(Stated goal 1):
Answer these from the article on Iberia's economy:
(a) According to JP Morgan, what share of the eurozone's GDP do Spain and Portugal account for?
(b) What is Portugal's unemployment rate?
(c) By how much did Spain grow year-on-year?

Never before has Iberia been “so important” 

These strange and unusual times have worked a form of wacky magic on southern Europe – an area so maligned in the past by ‘heavy hitters’ within the European Union.

Long gone are the days when Portugal and Spain were part of the ignominious PIGS (a terrible title reflecting economic output shared with Italy and Greece). Now, according to economists interviewed by Spanish newspaper El Economista, the southern cousins are the “Iberian miracle” that has saved Europe from recession.

With the economies of France and Germany in the doldrums, Spain and Portugal were responsible in the last quarter of 2024 for 50% of the eurozone’s growth.

Pundits admit: “Probably never before has the Iberian Peninsula been so important in keeping the euro economy afloat.”

But it is not really that ‘simple’. Investment bank JP Morgan explains the dynamic is not in the least bit sustainable: unless Germany and France start recovering, Europe is careering towards recession – because, behind the veneer of euphoria, Spain and Portugal actually account for just 13% of the eurozone’s GDP.

In other words, had their joint performance been excluded from the analysis of last year’s last quarter, eurozone growth would already have dipped into negative territory. In fact, “annual growth would have halved”, says El Economista.

Lisbon – Photo: Aayush Gupta-Unsplash

Demographic growth

What effectively happened was that Spain and Portugal delayed the inevitable (?): Spain, on its own, accounted for a third of all eurozone growth while Portugal brought up the rear: Spain grew by 0.8%, Portugal by 1.5%. Year-on-year, Spain grew by 3.5% and Portugal by 2.7%.

On an annual basis, the ‘boost’ provided by the two countries was even clearer: the eurozone grew by 0.9% and, of that percentage, Spain and Portugal accounted for 0.43 percentage points (Spain contributing 0.3815 and Portugal 0.0459 points).

As El Economista explains, both countries are going through a cycle of expansion in their economies, with ‘notable demographic growth’ (thanks to the wave of immigration), job creation and “taking advantage of new consumer preferences worldwise, which favour mass-produced services from both Spain and Portugal”.

Proof of this is the unemployment rate, which in both economies is showing a clear downward trend, despite the growth in population.

This means, says the paper, that the Iberian Peninsula is growing fast enough – as is the demand for the goods and services that they produce – to absorb a large number of workers.

Trump turbulence

In the case of Portugal, the unemployment rate is 6.4%, while in Spain it stands at 10.61% – a rate which, at first glance, seems high but which, by Spanish standards, is ‘dangerously’ low, explain economists, as it is well below the non-inflationary unemployment rate.

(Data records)

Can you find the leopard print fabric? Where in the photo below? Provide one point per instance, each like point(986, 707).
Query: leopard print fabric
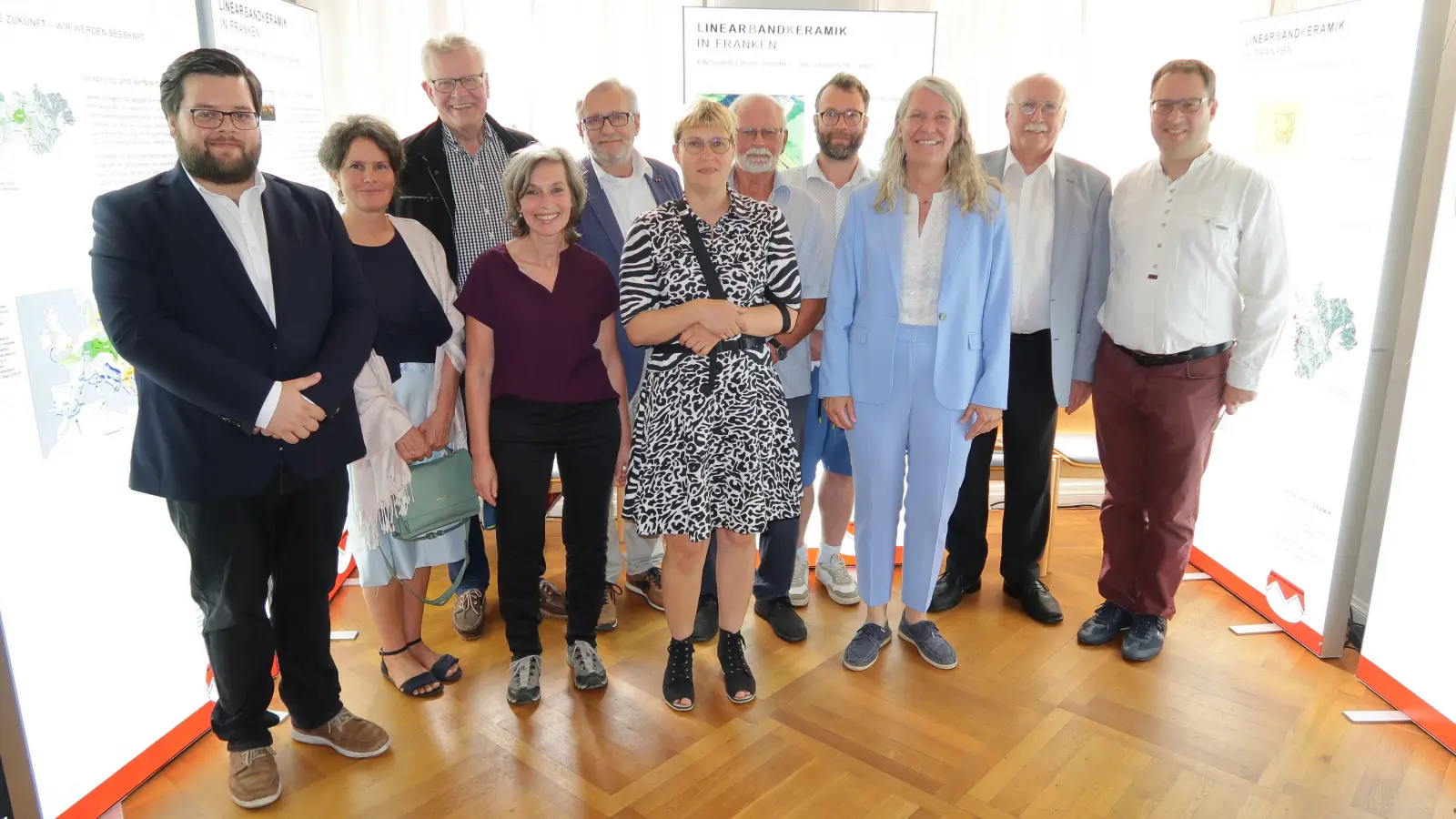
point(723, 460)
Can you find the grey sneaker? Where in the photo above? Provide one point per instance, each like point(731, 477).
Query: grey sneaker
point(582, 659)
point(864, 649)
point(526, 681)
point(926, 639)
point(836, 579)
point(800, 586)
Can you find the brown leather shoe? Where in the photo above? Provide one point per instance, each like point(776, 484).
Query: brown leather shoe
point(349, 734)
point(608, 620)
point(553, 603)
point(470, 615)
point(252, 777)
point(650, 586)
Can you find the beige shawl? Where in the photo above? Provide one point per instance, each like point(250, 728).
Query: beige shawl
point(380, 480)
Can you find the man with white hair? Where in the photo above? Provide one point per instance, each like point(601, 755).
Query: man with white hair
point(1057, 212)
point(621, 186)
point(451, 182)
point(761, 140)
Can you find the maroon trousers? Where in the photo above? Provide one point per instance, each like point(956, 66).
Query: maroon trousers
point(1154, 430)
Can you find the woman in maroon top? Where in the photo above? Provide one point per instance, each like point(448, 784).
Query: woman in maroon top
point(545, 380)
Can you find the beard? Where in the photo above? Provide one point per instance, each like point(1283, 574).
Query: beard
point(200, 162)
point(609, 159)
point(757, 162)
point(839, 153)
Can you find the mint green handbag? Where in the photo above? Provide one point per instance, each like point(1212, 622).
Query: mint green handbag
point(443, 497)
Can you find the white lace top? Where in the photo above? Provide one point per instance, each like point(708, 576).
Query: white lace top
point(922, 256)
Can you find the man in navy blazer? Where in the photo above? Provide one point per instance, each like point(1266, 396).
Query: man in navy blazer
point(621, 186)
point(242, 307)
point(1060, 258)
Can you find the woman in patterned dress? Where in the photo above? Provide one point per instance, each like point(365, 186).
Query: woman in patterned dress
point(713, 448)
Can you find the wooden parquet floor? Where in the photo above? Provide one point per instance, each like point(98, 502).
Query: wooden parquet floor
point(1030, 726)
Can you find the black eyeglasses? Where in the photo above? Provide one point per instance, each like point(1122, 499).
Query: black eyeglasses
point(851, 116)
point(208, 118)
point(470, 82)
point(769, 135)
point(718, 145)
point(1190, 106)
point(1047, 108)
point(618, 120)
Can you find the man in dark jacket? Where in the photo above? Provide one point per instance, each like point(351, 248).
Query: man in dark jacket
point(451, 182)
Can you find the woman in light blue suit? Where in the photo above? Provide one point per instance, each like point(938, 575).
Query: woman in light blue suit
point(916, 351)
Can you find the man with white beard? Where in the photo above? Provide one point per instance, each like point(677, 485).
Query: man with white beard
point(761, 140)
point(1057, 212)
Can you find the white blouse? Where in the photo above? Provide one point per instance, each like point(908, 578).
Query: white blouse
point(922, 254)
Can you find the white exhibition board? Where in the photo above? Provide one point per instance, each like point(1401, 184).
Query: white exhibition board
point(87, 564)
point(1322, 113)
point(790, 55)
point(1407, 652)
point(280, 43)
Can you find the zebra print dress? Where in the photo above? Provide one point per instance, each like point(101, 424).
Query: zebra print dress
point(728, 458)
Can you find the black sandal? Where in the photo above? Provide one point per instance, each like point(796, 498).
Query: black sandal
point(441, 665)
point(677, 680)
point(737, 676)
point(412, 685)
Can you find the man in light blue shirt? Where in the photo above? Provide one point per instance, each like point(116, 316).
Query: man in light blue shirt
point(761, 138)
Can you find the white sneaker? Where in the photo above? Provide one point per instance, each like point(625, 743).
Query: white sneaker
point(836, 579)
point(800, 588)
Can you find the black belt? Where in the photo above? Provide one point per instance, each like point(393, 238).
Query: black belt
point(715, 365)
point(1147, 360)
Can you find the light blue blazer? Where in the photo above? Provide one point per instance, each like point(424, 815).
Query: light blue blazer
point(1081, 264)
point(973, 336)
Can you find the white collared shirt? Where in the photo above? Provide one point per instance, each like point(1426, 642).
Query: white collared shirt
point(1031, 213)
point(922, 258)
point(245, 228)
point(1198, 261)
point(630, 197)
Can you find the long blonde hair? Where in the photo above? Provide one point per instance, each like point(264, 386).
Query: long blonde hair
point(965, 175)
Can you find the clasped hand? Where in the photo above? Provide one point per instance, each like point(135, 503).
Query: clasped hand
point(718, 319)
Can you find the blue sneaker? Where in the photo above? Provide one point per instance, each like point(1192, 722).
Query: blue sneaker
point(864, 649)
point(926, 639)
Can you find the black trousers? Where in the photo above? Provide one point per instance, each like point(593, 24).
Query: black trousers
point(778, 544)
point(288, 537)
point(524, 438)
point(1030, 433)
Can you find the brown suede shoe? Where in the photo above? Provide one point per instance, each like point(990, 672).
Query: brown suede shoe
point(470, 615)
point(608, 620)
point(648, 584)
point(553, 603)
point(349, 734)
point(252, 777)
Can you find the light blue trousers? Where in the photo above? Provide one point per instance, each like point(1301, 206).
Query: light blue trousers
point(912, 423)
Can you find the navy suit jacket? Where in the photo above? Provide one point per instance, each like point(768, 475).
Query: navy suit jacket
point(179, 308)
point(601, 235)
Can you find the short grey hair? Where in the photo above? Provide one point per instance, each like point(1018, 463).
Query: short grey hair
point(519, 178)
point(335, 146)
point(1011, 92)
point(747, 98)
point(448, 44)
point(608, 84)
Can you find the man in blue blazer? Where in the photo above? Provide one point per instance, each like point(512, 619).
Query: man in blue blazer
point(1057, 212)
point(621, 186)
point(242, 307)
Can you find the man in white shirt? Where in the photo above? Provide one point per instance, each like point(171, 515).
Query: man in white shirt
point(841, 116)
point(621, 186)
point(1057, 212)
point(1198, 295)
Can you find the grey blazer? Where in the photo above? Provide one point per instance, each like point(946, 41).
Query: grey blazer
point(1081, 264)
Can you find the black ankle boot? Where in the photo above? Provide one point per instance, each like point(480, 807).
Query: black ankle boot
point(677, 680)
point(737, 676)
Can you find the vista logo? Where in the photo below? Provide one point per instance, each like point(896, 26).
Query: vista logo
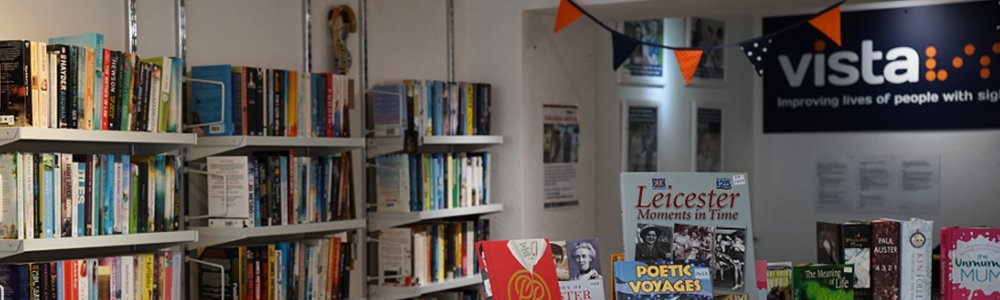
point(842, 68)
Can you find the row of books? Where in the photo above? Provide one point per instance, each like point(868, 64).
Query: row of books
point(423, 254)
point(54, 195)
point(891, 259)
point(312, 269)
point(424, 182)
point(73, 82)
point(143, 277)
point(270, 102)
point(430, 107)
point(283, 189)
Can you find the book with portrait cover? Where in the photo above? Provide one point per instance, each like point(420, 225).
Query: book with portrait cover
point(678, 216)
point(663, 279)
point(578, 268)
point(823, 282)
point(518, 269)
point(970, 263)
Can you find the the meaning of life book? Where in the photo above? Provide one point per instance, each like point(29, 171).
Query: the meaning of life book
point(692, 216)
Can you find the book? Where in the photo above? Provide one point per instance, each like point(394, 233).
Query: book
point(514, 269)
point(970, 262)
point(666, 279)
point(779, 280)
point(828, 247)
point(674, 216)
point(885, 263)
point(857, 242)
point(826, 282)
point(916, 241)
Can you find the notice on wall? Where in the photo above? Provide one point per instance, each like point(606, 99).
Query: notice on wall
point(878, 184)
point(901, 68)
point(560, 152)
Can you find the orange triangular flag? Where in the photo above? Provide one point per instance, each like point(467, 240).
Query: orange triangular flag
point(829, 24)
point(567, 14)
point(688, 61)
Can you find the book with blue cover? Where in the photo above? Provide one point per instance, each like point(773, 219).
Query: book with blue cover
point(206, 103)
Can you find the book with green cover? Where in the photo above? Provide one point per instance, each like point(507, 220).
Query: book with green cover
point(823, 282)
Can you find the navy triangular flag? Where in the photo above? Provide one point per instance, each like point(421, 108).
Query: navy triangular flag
point(756, 51)
point(624, 47)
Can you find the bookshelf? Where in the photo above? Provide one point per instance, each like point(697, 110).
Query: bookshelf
point(378, 146)
point(398, 293)
point(388, 220)
point(53, 249)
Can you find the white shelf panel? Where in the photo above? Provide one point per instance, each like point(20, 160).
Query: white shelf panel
point(219, 145)
point(23, 251)
point(388, 220)
point(397, 293)
point(242, 236)
point(448, 143)
point(91, 141)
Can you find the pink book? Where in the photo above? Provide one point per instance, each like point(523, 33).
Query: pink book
point(970, 263)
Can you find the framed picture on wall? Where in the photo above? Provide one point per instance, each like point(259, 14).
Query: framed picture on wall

(Stated goal 2):
Within the data rows, begin at the line that has "Can you find the man with white hair?" and stop after the line that has "point(1030, 726)". Give those lines again with every "Query" swapped for "Search term" and nothing else altered.

(Written solution 1):
(a) 13%
(b) 6.4%
(c) 3.5%

(Written solution 2):
Can you find the man with white hair? Where in the photo above? Provide one point per instance, each like point(601, 755).
Search term: man with white hair
point(1057, 212)
point(621, 186)
point(451, 182)
point(761, 140)
Can you find the maroon trousers? Where in the photo above? Provide one point per instance, each like point(956, 66).
Search term: maroon trousers
point(1154, 430)
Can you find the woman in maroon top? Where in the photo above? Provide one point per instance, each like point(448, 784).
Search term: woman in maroon top
point(545, 380)
Can you find the beard? Where in the photo above? Provide one point per instance, each like point(1283, 574).
Search term: beard
point(200, 162)
point(609, 159)
point(757, 162)
point(839, 153)
Can you find the mint green handbag? Where in the photo above? Provide one point per instance, each like point(1212, 622).
Search term: mint green handbag
point(443, 497)
Can you find the white lace top? Where in the photo above? Provide one point per instance, each like point(708, 576).
Search term: white lace top
point(922, 256)
Can you find the man in navy blazer? Where in the photo above? Provide one point per instance, each like point(1266, 396).
Search term: man in navy blazer
point(621, 186)
point(242, 307)
point(1060, 258)
Can you find the woman in patterned dress? Where in the photo above? Provide one point per instance, each like point(365, 186).
Search term: woman in patterned dress
point(713, 448)
Can you find the wooden parquet floor? Where in the photo above? Provide one point per instance, each like point(98, 502).
Search term: wooden parquet floor
point(1030, 726)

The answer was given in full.